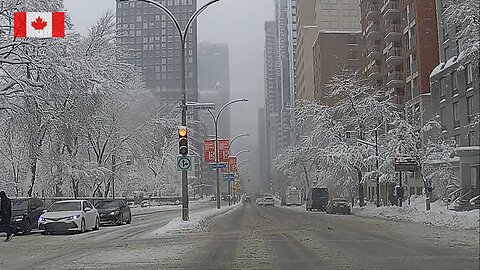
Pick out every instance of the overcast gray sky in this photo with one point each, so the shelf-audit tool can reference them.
(240, 24)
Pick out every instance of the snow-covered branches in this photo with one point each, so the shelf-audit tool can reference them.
(463, 16)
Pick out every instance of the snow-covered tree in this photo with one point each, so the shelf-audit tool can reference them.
(463, 16)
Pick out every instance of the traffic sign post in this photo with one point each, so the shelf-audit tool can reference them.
(217, 165)
(184, 163)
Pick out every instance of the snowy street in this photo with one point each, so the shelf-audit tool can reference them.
(250, 237)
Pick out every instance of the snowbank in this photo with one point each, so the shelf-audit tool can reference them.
(438, 216)
(198, 221)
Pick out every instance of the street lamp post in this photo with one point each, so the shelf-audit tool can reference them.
(183, 41)
(215, 121)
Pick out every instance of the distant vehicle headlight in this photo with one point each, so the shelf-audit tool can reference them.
(73, 217)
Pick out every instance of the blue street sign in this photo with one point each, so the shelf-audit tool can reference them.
(217, 165)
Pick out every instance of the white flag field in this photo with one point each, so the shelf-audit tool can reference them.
(39, 24)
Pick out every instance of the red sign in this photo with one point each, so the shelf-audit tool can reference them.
(223, 150)
(209, 151)
(232, 164)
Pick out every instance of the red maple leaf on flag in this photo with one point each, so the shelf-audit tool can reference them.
(39, 24)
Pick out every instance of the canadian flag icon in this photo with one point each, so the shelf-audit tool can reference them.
(39, 24)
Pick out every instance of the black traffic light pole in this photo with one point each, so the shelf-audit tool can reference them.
(183, 42)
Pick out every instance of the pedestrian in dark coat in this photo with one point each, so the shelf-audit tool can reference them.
(6, 215)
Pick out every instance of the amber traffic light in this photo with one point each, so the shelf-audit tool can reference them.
(182, 140)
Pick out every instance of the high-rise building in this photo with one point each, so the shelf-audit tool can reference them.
(214, 84)
(272, 92)
(312, 17)
(155, 45)
(401, 49)
(333, 51)
(455, 98)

::::::::

An exact copy of the lines from the one holding "Pick out every instance of the high-rise" through the end of the data is the whole answer.

Pick out every instance of the high-rise building in this photo with one point each, so the shelf-audit tool can reference them.
(214, 84)
(272, 92)
(312, 17)
(155, 45)
(401, 49)
(333, 51)
(455, 98)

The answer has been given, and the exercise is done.